BLOCO DE TEXTO:
É incrível o quanto o pseudo-messias mitomaníaco acredita piamente que o povo brasileiro é composto em sua maioria por otários engambeláveis: ele faz “buuu” com o kit gay, a mamadeira de piroca, a Venezuelização do Brasil e o espectro do comunismo lulopetista, esperando que sua seita de zumbis, bestializados pelas câmaras de eco de sua máquina de desinformação, façam em coro o “muuu” do conformismo cúmplice do fascismo. A ilustração de Allan Sieber publicada na Piauí e reproduzida no topo deste post é brilhantemente sintética desta tragicomédia.

SEGMENTO DE DADOS:
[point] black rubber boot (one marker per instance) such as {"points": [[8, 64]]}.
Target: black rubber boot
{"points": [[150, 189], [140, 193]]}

EXERCÍCIO: Retome o bloco de texto sobre o "pseudo-messias mitomaníaco" e a ilustração de Allan Sieber, prosseguindo logo após a última frase apresentada. A listagem não é necessária para realizar esta tarefa.

RESPOSTA ESCRITA:
O gado humano que hoje em dia se presta a ser manobrado pelo desgoverno genocida vem mugindo diante do espectro do comunismo (e também do bolivarianismo, hoje empoderado na Colômbia de Petro) mais ou menos como o touro faz diante do pano vermelho que o toureiro utiliza para enfezar o animal nas arenas de touradas. O Gabinete do Ódio e seus disseminadores pelas redes e pelas ruas tornaram-se especialistas em insuflar o ódio antipetista sem economizar em seus meios prediletos: calúnia, difamação, demonização.
O bolsonarismo é uma ideologia fascista baseada no “Nós versus Eles” – sobre o tema, consultem o excelente livro de Jason Stanley (L&PM, 2018), introdução crucialmente relevante sobre o tema do fascismo histórico e que nos permite pensar o que Bolsonaro rouba de Mussolini muito além das motociattas.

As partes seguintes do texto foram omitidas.